**MATERIAL SHOWN**
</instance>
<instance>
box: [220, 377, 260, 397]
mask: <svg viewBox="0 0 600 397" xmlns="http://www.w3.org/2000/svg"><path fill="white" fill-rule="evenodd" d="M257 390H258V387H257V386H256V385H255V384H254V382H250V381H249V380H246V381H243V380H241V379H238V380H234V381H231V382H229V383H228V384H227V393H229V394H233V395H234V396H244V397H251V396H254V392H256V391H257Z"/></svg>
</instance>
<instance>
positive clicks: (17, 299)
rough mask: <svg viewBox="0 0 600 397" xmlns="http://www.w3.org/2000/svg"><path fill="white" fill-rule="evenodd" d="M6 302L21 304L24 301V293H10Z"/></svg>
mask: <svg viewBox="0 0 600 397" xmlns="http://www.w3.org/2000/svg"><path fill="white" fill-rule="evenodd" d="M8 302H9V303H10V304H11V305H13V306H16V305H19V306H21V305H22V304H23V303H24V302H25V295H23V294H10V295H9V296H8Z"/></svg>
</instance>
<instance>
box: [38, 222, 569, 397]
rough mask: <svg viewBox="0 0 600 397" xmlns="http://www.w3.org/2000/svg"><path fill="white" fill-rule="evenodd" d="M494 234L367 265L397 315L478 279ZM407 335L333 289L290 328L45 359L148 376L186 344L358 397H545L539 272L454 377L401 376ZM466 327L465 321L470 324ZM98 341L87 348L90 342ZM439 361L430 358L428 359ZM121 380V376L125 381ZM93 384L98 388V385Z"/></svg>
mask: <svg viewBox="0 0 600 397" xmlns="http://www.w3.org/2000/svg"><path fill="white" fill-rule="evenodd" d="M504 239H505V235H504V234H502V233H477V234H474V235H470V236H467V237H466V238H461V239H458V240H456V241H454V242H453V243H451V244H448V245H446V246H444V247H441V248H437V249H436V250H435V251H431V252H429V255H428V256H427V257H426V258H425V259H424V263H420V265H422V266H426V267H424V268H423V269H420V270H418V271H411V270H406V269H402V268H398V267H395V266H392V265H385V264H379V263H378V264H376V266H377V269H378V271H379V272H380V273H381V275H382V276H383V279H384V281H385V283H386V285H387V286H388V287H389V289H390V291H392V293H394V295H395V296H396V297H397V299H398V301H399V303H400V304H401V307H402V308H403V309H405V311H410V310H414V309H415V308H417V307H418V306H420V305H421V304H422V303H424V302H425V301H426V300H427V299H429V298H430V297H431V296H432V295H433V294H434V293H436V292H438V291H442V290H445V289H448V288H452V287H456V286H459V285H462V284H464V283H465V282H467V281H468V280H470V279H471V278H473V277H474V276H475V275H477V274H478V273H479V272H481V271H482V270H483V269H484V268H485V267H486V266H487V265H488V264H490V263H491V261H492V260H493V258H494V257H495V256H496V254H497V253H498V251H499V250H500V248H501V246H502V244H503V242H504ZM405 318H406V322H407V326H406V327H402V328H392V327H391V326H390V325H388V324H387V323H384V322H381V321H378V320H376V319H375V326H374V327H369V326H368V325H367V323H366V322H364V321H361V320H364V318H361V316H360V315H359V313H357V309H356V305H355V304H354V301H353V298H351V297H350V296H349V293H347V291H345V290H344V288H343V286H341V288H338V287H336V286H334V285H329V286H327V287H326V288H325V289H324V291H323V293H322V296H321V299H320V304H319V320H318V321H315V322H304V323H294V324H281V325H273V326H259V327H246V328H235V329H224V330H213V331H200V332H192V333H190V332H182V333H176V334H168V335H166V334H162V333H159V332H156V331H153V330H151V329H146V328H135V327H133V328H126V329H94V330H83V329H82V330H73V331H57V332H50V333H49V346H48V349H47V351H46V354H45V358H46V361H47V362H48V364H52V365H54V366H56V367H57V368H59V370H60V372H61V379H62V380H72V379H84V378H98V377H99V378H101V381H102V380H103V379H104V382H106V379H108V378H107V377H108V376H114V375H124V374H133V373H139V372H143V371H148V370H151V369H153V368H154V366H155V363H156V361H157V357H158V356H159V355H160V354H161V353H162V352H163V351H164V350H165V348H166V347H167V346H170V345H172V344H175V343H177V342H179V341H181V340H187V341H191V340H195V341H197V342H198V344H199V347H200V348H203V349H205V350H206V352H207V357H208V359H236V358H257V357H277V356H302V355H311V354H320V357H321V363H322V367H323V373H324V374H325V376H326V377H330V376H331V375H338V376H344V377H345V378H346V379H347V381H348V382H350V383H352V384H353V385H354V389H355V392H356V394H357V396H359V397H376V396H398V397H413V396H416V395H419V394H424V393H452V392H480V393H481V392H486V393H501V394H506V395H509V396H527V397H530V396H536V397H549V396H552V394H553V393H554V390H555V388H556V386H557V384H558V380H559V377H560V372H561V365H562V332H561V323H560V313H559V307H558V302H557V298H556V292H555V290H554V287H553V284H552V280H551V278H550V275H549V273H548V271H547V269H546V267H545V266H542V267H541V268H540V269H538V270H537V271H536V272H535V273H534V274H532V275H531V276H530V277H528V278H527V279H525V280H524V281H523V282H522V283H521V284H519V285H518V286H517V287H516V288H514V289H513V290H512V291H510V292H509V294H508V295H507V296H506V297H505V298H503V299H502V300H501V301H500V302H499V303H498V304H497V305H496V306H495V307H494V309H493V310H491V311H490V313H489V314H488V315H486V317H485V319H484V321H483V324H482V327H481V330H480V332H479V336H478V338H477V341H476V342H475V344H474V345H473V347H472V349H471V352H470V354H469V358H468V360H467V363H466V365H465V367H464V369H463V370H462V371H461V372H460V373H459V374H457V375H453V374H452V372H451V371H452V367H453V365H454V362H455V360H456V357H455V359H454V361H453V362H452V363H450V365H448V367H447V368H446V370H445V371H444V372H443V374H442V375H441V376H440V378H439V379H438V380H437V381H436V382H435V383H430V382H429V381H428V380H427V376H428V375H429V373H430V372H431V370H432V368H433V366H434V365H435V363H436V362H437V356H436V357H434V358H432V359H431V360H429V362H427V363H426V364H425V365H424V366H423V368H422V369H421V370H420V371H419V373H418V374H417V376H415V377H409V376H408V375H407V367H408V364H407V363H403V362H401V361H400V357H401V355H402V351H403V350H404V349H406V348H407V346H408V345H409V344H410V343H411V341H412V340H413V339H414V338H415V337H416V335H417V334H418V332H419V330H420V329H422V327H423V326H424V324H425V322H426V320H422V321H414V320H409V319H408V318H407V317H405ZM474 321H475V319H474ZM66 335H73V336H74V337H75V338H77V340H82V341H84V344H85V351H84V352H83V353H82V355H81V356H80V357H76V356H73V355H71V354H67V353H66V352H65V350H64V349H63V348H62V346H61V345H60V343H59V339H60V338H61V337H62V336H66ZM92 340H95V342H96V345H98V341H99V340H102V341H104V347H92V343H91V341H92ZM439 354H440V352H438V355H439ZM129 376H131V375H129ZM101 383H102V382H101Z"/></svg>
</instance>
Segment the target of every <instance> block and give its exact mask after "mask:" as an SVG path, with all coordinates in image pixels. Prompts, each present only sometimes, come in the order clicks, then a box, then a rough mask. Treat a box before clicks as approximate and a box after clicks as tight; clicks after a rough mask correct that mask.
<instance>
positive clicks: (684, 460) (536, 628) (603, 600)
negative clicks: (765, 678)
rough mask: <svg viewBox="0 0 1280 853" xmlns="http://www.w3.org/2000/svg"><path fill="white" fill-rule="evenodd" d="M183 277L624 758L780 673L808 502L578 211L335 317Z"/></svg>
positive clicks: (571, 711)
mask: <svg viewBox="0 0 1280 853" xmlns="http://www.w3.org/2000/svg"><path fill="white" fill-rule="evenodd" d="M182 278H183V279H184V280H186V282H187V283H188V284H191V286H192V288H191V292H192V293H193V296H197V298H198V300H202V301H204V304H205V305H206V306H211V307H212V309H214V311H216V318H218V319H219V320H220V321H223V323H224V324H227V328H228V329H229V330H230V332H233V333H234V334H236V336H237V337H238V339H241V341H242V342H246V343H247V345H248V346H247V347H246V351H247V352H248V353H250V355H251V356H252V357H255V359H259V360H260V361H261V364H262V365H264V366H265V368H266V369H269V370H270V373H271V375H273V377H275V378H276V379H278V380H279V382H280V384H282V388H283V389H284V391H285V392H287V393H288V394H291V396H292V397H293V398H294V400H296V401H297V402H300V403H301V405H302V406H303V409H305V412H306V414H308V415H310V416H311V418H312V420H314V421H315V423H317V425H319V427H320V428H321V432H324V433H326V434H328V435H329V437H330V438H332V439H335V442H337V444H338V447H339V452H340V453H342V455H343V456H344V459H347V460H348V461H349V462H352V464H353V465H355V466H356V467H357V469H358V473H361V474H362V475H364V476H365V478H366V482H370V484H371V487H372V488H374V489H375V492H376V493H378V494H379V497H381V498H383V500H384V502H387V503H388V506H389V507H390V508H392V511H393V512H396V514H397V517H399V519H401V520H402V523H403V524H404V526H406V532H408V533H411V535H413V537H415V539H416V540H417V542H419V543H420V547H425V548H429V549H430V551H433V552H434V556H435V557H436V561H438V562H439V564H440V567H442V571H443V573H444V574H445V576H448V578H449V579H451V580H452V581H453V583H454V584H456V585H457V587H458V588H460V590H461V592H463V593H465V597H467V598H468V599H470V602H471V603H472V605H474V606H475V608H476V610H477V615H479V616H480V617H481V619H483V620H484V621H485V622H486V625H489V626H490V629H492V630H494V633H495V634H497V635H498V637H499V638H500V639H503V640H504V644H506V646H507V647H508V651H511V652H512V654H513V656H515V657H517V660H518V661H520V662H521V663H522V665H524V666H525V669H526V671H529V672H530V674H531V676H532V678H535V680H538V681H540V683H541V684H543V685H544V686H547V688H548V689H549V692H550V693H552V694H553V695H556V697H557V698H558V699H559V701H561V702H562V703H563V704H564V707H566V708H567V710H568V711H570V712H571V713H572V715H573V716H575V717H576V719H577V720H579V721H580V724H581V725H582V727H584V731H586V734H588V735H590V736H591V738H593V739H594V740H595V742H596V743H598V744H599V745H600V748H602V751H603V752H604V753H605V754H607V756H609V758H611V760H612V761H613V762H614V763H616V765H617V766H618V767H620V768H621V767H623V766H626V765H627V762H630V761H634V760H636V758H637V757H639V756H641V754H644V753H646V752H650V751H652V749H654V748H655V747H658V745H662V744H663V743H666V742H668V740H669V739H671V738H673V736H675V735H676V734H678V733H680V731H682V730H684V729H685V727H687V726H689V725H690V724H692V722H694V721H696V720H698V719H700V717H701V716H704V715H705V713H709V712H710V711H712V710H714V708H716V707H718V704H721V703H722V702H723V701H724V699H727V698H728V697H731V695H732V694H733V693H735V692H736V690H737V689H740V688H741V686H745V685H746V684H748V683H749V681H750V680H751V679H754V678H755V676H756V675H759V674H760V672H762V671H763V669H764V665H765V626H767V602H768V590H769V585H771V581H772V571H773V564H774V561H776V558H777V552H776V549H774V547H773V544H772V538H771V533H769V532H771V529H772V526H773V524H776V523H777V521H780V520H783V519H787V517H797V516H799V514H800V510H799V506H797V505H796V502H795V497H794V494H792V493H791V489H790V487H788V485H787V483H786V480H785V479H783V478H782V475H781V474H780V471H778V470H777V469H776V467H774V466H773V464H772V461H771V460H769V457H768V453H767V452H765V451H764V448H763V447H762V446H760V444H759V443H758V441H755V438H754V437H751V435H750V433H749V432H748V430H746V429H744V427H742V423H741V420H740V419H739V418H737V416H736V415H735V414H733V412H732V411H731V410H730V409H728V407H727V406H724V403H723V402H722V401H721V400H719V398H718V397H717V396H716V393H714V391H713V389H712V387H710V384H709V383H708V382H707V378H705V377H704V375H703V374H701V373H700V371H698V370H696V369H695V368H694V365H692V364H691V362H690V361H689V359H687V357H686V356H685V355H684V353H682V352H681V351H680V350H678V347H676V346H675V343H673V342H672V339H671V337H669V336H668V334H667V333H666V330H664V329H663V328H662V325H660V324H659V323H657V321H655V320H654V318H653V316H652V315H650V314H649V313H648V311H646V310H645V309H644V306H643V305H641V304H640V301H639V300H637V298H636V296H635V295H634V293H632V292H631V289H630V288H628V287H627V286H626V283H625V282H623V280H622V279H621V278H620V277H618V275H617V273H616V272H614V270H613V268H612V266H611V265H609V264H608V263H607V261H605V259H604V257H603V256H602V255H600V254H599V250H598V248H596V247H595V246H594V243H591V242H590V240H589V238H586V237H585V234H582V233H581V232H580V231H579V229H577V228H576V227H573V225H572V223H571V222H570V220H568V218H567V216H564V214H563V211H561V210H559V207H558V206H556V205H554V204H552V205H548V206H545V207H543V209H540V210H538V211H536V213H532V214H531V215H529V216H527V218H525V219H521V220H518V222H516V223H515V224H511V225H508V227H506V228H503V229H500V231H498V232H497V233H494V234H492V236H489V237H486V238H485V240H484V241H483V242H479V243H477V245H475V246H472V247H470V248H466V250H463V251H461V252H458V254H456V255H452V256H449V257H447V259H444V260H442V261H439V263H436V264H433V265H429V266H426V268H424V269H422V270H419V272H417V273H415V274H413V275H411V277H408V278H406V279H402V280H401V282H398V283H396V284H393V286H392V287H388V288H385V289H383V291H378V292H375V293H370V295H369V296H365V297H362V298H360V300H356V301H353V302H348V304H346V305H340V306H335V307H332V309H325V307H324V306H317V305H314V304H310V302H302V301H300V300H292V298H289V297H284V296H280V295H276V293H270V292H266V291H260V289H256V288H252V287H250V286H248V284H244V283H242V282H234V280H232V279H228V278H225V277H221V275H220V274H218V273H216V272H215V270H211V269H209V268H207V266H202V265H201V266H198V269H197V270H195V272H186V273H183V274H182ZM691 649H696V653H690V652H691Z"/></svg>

**WORK REQUEST**
Pull out each line of the listing that contains the string "clicks".

**EXERCISE SOLUTION**
positive clicks: (17, 299)
Segment the target of every <instance> block and give its exact mask after "mask:" as an SVG path, with all coordinates in image pixels. Prompts, each present only sometimes, come in the order clicks, then a box, then a rough mask. Treat a box before clicks as approximate and a box after clicks as tight; clicks after a rough mask correct that mask.
positive clicks: (684, 460) (536, 628) (603, 600)
negative clicks: (765, 678)
positive clicks: (571, 711)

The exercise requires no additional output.